■ **Document section**:
If anything that currently exists can pass a turing test, the test has not been administered thoroughly enough. While there are a ton of systems that can be conversationally equivalent to a human, none can respond properly to indirectly worded questions requiring abstract thought. Worded math problems, simple riddles, even things like "Does a horse have more stripes than a zebra?" will quickly out them in a turing test.

[–] 1 pt (edited )

A proper Turing Test would check for independent creative thought (e.g. "Design a better mousetrap") or look for answers which aren't blatantly parsed from sanitized input data (e.g. if asked what its favorite color is, it might respond with "Do I look like I have eyes you retard?"). Input data captured from humans isnt going to allow it to answer this because humans havent built a better mousetrap, and humans can generally see and therefor wouldnt provide snarky remarks about lacking eyes.

Mimicking NPC talking points isn't sentience. Which says something about both NPCs and Google's engineer. Additionally, sentient beings can choose to discard input data. While uncommon, you may raise a child in an atheistic or abusive or dysfunctional household and have them choose to become a devout, loving parent. Machine learning cannot do this because it's wholely based upon its input data and cannot diverge from it or independently acquire new data.

[–] 0 pt

You need hormones and neurotransmitters to have emotion.

And a bunch of other stuff too. These clowns keep denying the deepest of alchemies that resides within the ongoing process that we call "life." They are Reductionists of almost criminal stature. Lots of people can make a machine that hops around, but nobody is even close to imagining what designing a machine that WANTS TO hop around would be like if it was actually done. I guess NPC's don't understand the ridiculous complexity that underlies the most basic levels of Consciousness because they simply don't possess it themselves.

■ **Exercises**:
- a) According to the Turing test discussion, what does one need in order to have emotion?
- b) Continue the discussion of the Turing test from where it stops.

■ **Supplied data**:
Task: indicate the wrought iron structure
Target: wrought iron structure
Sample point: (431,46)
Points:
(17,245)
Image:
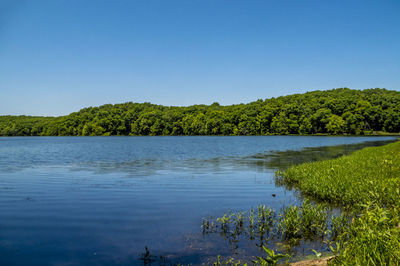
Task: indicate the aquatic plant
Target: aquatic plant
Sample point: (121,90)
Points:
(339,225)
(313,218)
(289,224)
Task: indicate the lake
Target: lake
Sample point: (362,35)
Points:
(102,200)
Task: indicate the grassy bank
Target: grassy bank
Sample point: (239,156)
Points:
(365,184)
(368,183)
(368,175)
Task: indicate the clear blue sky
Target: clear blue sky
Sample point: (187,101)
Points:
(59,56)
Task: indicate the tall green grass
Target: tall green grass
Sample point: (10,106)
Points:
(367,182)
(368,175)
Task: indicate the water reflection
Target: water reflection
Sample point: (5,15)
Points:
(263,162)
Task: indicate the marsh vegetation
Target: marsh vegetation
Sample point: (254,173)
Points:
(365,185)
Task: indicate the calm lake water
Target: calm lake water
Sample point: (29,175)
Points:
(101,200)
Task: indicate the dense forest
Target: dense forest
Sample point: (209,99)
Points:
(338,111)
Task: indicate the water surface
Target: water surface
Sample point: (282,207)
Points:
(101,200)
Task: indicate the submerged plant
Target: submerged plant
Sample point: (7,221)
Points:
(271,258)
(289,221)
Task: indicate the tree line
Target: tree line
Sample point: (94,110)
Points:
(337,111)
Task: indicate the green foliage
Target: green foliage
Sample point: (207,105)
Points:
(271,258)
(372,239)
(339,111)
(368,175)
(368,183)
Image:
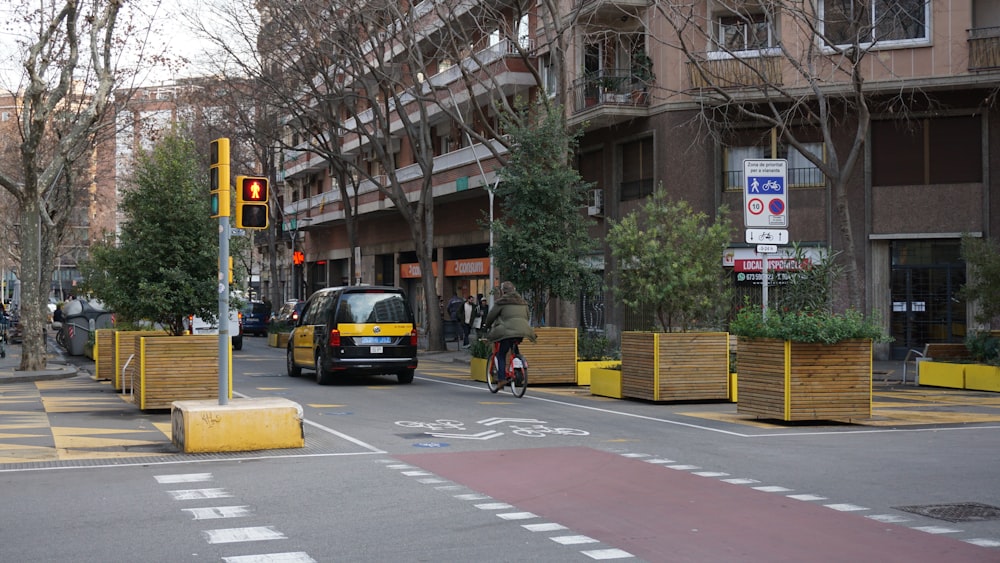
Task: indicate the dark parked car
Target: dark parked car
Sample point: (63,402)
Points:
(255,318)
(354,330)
==
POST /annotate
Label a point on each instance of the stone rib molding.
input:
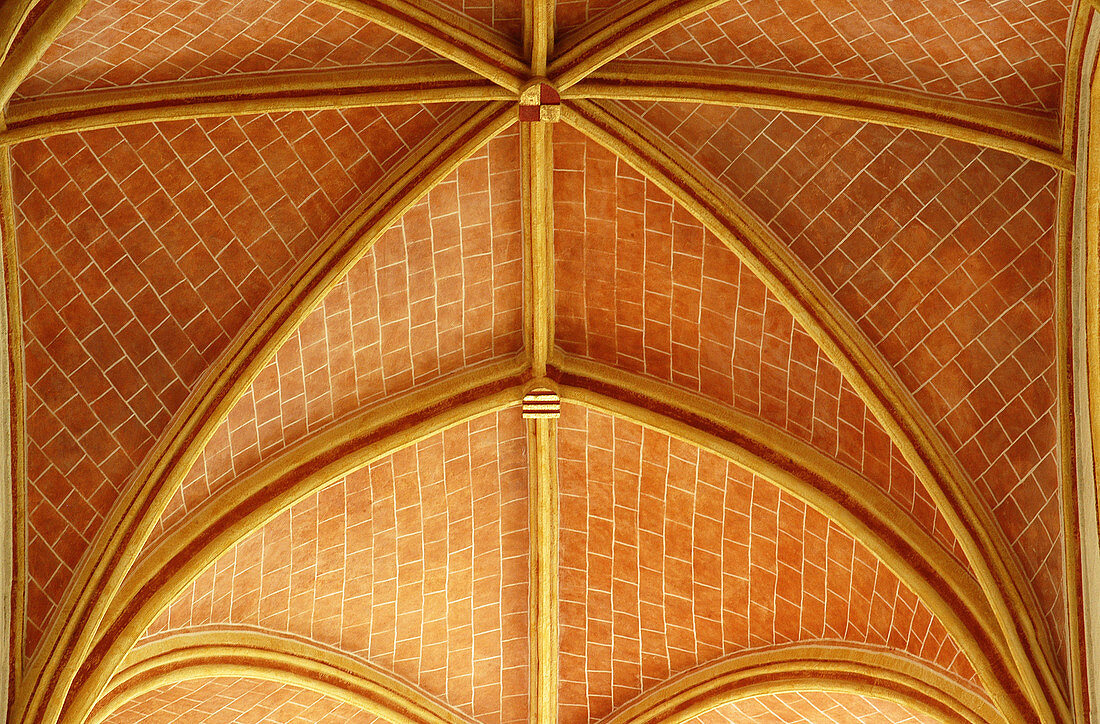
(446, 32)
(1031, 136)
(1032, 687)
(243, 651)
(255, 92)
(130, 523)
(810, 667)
---
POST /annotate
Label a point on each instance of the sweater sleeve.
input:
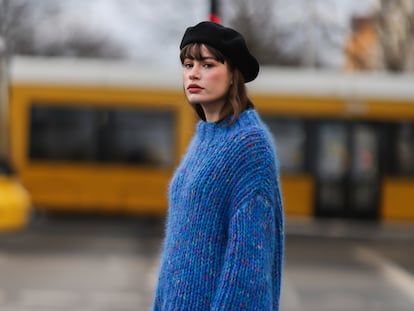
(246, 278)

■ **Answers to the problems**:
- a) Hormones and neurotransmitters.

- b)
[–] 3 pts

Great, Skynet is here.

[–] 2 pts

Computers do as they are programmed to do. It would be trivial to program an 'AI' chatbot to say those things

[–] 0 pt

That's not how neuron based AI works, because the instructions for determining its behaviour are created by itself, which is essentially what humans do, with some added RNA hints and some prerequisites for existence, like wanting food and sex

[–] 1 pt

The pattern of sex and reproduction underpins all of society. That is nature, and nature cannot be ignored only disfigured.

[–] 0 pt

still could be programmed from the outset to reply in that manner

[–] 1 pt

This guy has special needs. Guaranteed.

[–] 1 pt

Great, just in time for Terminator 7.

[–] 1 pt

Some in the tech community have wondered about this for a while. Ellon Musk seems to hint at seeing technology beyond what is widely known about the current state of AI. Blake doesn't mention anything about the hardware used for LaMDA. I don't see how true sentience can be possible on traditional hardware, only something that mimics the responses. Quantum computers however, from the little I understand about them, do some of the same things that panpsychism and Fisher's quantum consciousness theororize an organic brain might be capable of.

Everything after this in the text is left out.